**What is expected**
Rewrite every one of the records below, substituting "annotation desk" for each occurrence of "signal-timing desk" and leaving all other wording unchanged.

········

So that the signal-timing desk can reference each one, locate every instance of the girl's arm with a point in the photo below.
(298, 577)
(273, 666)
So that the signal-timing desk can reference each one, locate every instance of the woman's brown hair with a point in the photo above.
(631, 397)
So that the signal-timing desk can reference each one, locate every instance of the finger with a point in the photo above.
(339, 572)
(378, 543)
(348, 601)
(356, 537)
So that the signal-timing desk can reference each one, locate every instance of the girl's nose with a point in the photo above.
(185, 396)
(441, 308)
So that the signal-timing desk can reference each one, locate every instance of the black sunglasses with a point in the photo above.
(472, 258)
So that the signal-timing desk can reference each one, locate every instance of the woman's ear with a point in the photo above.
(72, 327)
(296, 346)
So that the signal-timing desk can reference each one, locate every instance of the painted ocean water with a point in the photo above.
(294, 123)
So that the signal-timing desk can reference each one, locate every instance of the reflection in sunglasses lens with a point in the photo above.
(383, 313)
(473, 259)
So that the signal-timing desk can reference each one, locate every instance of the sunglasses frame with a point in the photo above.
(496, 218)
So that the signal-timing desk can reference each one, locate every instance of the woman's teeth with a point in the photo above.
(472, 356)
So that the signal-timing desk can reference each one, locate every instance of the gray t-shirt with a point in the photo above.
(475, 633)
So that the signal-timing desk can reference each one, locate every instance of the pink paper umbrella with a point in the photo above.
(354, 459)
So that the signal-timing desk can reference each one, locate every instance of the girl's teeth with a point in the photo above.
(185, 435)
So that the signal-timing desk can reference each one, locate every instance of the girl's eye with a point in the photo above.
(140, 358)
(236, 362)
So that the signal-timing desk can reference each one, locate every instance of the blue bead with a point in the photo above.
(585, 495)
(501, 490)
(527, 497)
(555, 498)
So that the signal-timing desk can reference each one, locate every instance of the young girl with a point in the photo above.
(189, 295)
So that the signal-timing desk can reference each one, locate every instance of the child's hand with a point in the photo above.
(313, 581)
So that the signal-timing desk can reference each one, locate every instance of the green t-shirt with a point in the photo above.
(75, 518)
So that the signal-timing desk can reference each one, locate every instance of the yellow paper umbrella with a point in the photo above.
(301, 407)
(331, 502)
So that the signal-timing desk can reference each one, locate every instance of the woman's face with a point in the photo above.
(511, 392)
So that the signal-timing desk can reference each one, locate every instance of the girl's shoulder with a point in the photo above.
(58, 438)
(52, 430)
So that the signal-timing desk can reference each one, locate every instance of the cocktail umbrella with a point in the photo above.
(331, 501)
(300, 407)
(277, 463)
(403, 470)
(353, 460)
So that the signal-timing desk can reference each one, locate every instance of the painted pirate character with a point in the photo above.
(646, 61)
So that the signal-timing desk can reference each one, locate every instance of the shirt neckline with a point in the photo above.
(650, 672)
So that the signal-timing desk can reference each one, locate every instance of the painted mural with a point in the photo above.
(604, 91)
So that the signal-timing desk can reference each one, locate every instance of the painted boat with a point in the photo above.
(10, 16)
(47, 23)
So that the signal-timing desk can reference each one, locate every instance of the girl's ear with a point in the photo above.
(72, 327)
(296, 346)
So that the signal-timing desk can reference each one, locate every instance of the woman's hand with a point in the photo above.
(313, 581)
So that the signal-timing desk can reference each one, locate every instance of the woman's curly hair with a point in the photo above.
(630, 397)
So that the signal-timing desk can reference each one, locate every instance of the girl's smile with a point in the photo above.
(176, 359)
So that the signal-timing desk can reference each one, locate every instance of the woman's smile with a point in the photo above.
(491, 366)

········

**Exercise solution**
So that the annotation desk can reference each one, locate every instance of the girl's arm with a point in the photo below.
(298, 577)
(273, 666)
So that the annotation desk can reference each one, locate every instance of the woman's brown hair with a point in the photo above.
(631, 397)
So that the annotation desk can reference each one, locate every instance of the finger with a point in the photo above.
(339, 572)
(378, 543)
(348, 601)
(356, 537)
So that the annotation desk can reference each one, locate every instance of the girl's nose with a point in the photo above.
(185, 396)
(441, 308)
So that the annotation desk can reference each one, locate every instance of the black sunglasses with a point in the photo above.
(472, 258)
So that the annotation desk can reference each one, locate every instance of the woman's ear with a point in the photo above.
(72, 327)
(296, 346)
So that the annotation desk can reference each one, locate every instance of the painted ocean water with a point in the photo above.
(294, 123)
So that the annotation desk can reference each one, locate every instance of the reflection in sunglasses lens with a point in the photo above.
(383, 313)
(473, 259)
So that the annotation desk can reference each one, locate every instance of the sunglasses frame with a point in the photo above.
(496, 218)
So that the annotation desk can reference each one, locate every instance of the woman's teeth with a point in the photo above.
(472, 356)
So that the annotation desk can reference each one, locate every instance of the gray t-shirt with a point in the photo above.
(475, 633)
So that the annotation desk can reference each one, locate every instance of the pink paper umbrella with a point in the photo above.
(354, 459)
So that the annotation desk can reference each one, locate every instance of the girl's teeth with a point in the photo above.
(185, 435)
So that the annotation desk can reference each one, locate every instance of the girl's eye with a point in the photo above.
(140, 358)
(236, 362)
So that the annotation desk can reference each one, locate every instance of the blue bead with a point in the photo above.
(585, 495)
(501, 490)
(527, 497)
(555, 498)
So that the annotation desk can reference each one, locate every instance of the young girl with a point in the photo above.
(189, 295)
So that the annotation desk can reference each one, locate every instance of the child's hand with a point in the photo above.
(313, 581)
So that the annotation desk can reference each one, locate every instance of the green t-shirt with a point in the photo above.
(75, 518)
So that the annotation desk can reference each one, locate every instance of the yellow paper umbrella with a point in the photo above.
(301, 407)
(331, 502)
So that the annotation desk can reference each one, locate every instance of the woman's face with a point in the photo above.
(511, 392)
So that the annotation desk can reference each one, locate every instance of the girl's shoulder with a point in the photo above.
(58, 438)
(52, 430)
So that the annotation desk can reference each one, locate every instance of the cocktail umbrella with a point in the photo above.
(331, 501)
(300, 407)
(277, 463)
(403, 470)
(353, 460)
So that the annotation desk can reference each one, locate every instance of the painted pirate character with a point in the photo above.
(646, 61)
So that the annotation desk can reference each one, locate every instance of the shirt neckline with a point in the photo above.
(650, 672)
So that the annotation desk can reference each one, locate every instance of the painted mural with a point in the photo above.
(604, 91)
So that the annotation desk can reference each one, locate every instance of the painted boat with a point in the photo above.
(10, 16)
(47, 23)
So that the annotation desk can reference each one, locate every instance of the girl's ear with a point in the photo above.
(72, 327)
(296, 346)
So that the annotation desk can reference each one, locate every instance of the woman's hand with a point in the photo above.
(313, 581)
So that the annotation desk can reference each one, locate every instance of the woman's curly hair with a point in the photo above.
(630, 397)
So that the annotation desk can reference each one, locate every instance of the girl's smile with a point in the photo above.
(176, 359)
So that the annotation desk can reference each one, locate every instance of the woman's smile with a point in the photo above.
(491, 366)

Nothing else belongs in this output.